CHALLENGE →
Copy the records below exactly, leaving out every picture.

--- Begin MATERIAL PROVIDED ---

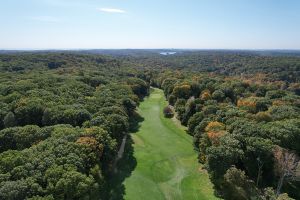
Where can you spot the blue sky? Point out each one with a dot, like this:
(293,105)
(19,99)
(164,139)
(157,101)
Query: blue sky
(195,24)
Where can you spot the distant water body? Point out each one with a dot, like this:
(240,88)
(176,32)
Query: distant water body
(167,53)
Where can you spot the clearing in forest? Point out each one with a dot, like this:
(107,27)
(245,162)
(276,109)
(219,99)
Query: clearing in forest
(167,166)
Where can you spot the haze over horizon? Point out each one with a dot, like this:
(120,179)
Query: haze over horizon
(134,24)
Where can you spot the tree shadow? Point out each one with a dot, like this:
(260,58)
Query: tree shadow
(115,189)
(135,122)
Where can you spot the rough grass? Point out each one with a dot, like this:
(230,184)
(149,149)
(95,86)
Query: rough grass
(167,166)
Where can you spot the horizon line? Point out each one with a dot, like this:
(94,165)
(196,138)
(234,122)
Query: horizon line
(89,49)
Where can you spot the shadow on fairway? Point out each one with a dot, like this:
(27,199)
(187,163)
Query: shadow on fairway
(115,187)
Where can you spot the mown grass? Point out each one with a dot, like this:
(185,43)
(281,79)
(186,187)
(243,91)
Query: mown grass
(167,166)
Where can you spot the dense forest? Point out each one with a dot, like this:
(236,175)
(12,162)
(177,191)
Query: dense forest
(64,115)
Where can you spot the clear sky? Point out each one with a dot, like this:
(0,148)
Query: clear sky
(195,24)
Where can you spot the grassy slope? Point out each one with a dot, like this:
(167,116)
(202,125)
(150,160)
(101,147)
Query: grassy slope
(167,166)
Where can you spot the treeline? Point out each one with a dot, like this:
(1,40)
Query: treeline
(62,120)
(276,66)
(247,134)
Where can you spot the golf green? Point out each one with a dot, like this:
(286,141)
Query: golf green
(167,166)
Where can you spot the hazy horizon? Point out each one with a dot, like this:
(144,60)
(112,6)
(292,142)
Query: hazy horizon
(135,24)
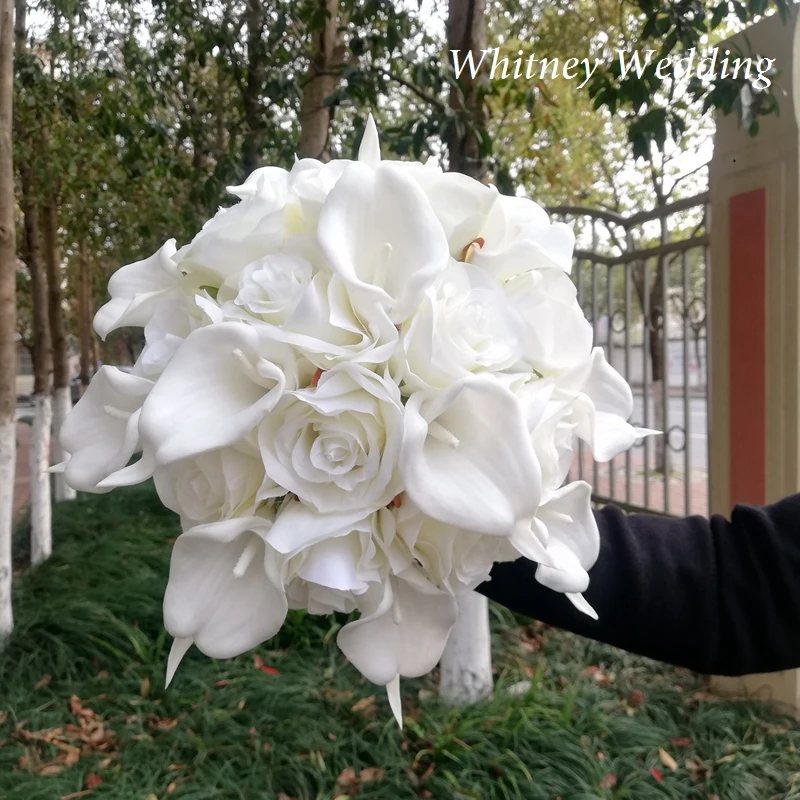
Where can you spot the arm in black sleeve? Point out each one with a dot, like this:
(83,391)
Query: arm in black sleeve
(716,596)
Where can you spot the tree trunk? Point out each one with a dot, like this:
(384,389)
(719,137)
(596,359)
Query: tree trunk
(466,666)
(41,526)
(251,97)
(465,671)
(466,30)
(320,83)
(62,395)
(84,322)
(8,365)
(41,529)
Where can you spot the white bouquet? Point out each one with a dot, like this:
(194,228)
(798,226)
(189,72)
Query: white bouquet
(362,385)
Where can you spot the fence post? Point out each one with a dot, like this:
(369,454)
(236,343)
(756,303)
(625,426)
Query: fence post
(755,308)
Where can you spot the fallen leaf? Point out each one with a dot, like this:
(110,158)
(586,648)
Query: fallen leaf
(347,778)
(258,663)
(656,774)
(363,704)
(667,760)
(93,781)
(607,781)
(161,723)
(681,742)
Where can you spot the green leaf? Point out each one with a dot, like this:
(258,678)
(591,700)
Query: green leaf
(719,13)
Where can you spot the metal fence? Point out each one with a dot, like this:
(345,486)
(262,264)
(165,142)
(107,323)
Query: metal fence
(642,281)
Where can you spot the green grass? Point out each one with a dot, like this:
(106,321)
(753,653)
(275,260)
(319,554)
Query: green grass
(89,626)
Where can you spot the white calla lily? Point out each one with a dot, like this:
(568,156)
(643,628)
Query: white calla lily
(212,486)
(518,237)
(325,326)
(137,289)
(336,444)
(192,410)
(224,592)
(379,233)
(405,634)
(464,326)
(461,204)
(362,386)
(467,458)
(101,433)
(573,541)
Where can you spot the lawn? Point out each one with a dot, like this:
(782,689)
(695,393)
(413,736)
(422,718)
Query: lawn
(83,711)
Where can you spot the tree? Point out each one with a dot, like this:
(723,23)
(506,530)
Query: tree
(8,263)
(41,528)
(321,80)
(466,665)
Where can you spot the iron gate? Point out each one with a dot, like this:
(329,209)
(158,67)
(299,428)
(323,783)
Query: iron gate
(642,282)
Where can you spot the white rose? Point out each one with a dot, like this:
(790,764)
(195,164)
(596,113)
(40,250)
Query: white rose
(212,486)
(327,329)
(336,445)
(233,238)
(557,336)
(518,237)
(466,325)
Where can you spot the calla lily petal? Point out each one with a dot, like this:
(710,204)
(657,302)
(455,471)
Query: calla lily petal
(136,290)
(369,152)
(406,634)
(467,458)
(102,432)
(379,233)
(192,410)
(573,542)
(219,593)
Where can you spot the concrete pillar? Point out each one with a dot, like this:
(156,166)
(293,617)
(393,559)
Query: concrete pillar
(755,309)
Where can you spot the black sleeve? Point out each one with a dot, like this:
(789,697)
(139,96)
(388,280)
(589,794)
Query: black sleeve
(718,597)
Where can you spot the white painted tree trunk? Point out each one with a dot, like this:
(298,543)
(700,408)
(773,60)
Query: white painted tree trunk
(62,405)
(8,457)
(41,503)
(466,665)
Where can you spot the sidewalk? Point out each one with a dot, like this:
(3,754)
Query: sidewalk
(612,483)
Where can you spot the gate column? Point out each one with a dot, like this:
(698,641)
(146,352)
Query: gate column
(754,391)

--- End MATERIAL PROVIDED ---

SOLUTION FOR THIS PROBLEM →
Where can you spot the blue sky? Point out each one with a dot, like this:
(293,105)
(19,99)
(164,139)
(157,101)
Query: blue sky
(195,24)
Where can you spot the distant water body? Point out each one with a dot, like this:
(240,88)
(176,32)
Query: distant water body
(167,53)
Where can you spot the clearing in forest? Point out each one with a dot, like this:
(107,27)
(245,162)
(276,109)
(219,99)
Query: clearing in forest
(167,166)
Where can you spot the haze over horizon? Point out each one with a dot, like this:
(120,179)
Query: haze over horizon
(134,24)
Where can you spot the tree shadow? Point out each one with a dot, like this:
(260,58)
Query: tree shadow
(115,189)
(135,122)
Where can you spot the rough grass? Point out each one with a dot, like this:
(230,184)
(149,149)
(95,86)
Query: rough grass
(167,166)
Where can you spot the horizon line? Point out each one with a dot, like this:
(94,165)
(196,138)
(234,122)
Query: horizon line
(89,49)
Where can you spot the shadow on fairway? Point out each one with a dot, like this:
(27,199)
(187,163)
Query: shadow on fairway
(115,187)
Where can you spot the mown grass? Point out each one with a dot, like this:
(185,43)
(281,79)
(186,187)
(243,91)
Query: mown grass
(167,166)
Where can you spot the dense forest? Point out each one with a dot, like this:
(236,175)
(12,162)
(177,191)
Query: dense forest
(64,115)
Where can you spot the clear sky? Point out each one with a dot, like this:
(0,148)
Query: clear sky
(195,24)
Where can you spot the grassy slope? Point out each one with a dot, like this:
(167,116)
(202,125)
(150,160)
(101,147)
Query: grassy slope
(167,166)
Where can you spot the treeline? Point out each one with a dot, like this:
(1,40)
Query: treeline
(62,120)
(276,66)
(247,134)
Where can you spot the golf green? Point out each one with a dot, like this:
(286,141)
Query: golf green
(167,166)
Where can you spot the hazy horizon? Point out each one with a dot, like this:
(144,60)
(112,6)
(292,142)
Query: hazy horizon
(135,24)
Where can you spot the arm in black sleeve? Point out each one with a dot, like this:
(83,391)
Query: arm in black sleeve
(716,596)
Where can you spot the tree trunk? Point out each one with a dot, like this:
(384,389)
(719,137)
(596,359)
Query: tree trunk
(466,666)
(41,526)
(251,97)
(465,671)
(466,30)
(320,83)
(62,395)
(84,322)
(8,365)
(41,529)
Where can you spot the white bouquet? Point out each one with a dot, like this:
(194,228)
(798,226)
(189,72)
Query: white bouquet
(362,385)
Where can you spot the fence post? Point out each one with a dot, like this:
(369,454)
(236,343)
(756,303)
(625,426)
Query: fence post
(755,308)
Where can you spot the fallen leaf? Point out each one with a dot, like this:
(110,158)
(586,648)
Query: fallen leaf
(347,778)
(258,663)
(656,774)
(363,704)
(667,760)
(93,781)
(607,781)
(161,723)
(681,742)
Where can you spot the green leaf? Point out each one with a dot, like this:
(258,678)
(591,700)
Query: green leaf
(719,13)
Where can you spot the metal fence? Point out each one with a dot, like this:
(345,486)
(262,264)
(165,142)
(107,323)
Query: metal fence
(642,281)
Where can you spot the green grass? Point out each one with a dot, like this:
(106,321)
(753,653)
(275,260)
(319,554)
Query: green grass
(89,626)
Where can you spot the white calla lily? Point out each one with a dot, like this:
(568,156)
(643,628)
Query: white calla lily
(212,486)
(518,237)
(325,326)
(137,289)
(336,444)
(192,410)
(224,592)
(379,233)
(405,634)
(464,326)
(461,204)
(362,386)
(467,458)
(101,433)
(573,541)
Where can you spot the lawn? Point out each one with a dot, like this:
(782,689)
(695,393)
(413,736)
(422,718)
Query: lawn
(83,711)
Where can you spot the tree? Point out each one with a dot, like this:
(723,23)
(506,530)
Query: tree
(8,263)
(41,528)
(321,80)
(466,665)
Where can you spot the iron gate? Point out each one with a dot, like this:
(329,209)
(158,67)
(299,428)
(323,783)
Query: iron gate
(642,282)
Where can you spot the white rose? Point out each one with a dot, like this:
(790,764)
(195,164)
(596,113)
(40,250)
Query: white rose
(212,486)
(327,329)
(336,445)
(233,238)
(557,336)
(518,237)
(466,325)
Where can you spot the calla lily petal? Point out each one with a dot, like this:
(710,204)
(657,302)
(455,471)
Query: calla lily petal
(136,290)
(369,152)
(406,634)
(467,458)
(102,432)
(379,233)
(192,410)
(573,542)
(219,593)
Where can you spot the concrete pillar? Point out each one with a dot, like this:
(156,166)
(293,617)
(393,559)
Query: concrete pillar
(755,309)
Where can you spot the black sleeve? Point out each one with a dot, like this:
(789,697)
(139,96)
(388,280)
(589,794)
Query: black sleeve
(718,597)
Where can you spot the white painted tree trunk? Point out each one with a dot, like this:
(298,543)
(700,408)
(773,60)
Query: white painted tree trunk
(62,405)
(8,457)
(41,503)
(466,665)
Where can you spot the sidewalk? Point out each one with a dot, like this:
(3,754)
Query: sidewalk
(612,483)
Where can you spot the gate column? Point out each one with a dot, like this:
(698,641)
(146,352)
Query: gate column
(754,391)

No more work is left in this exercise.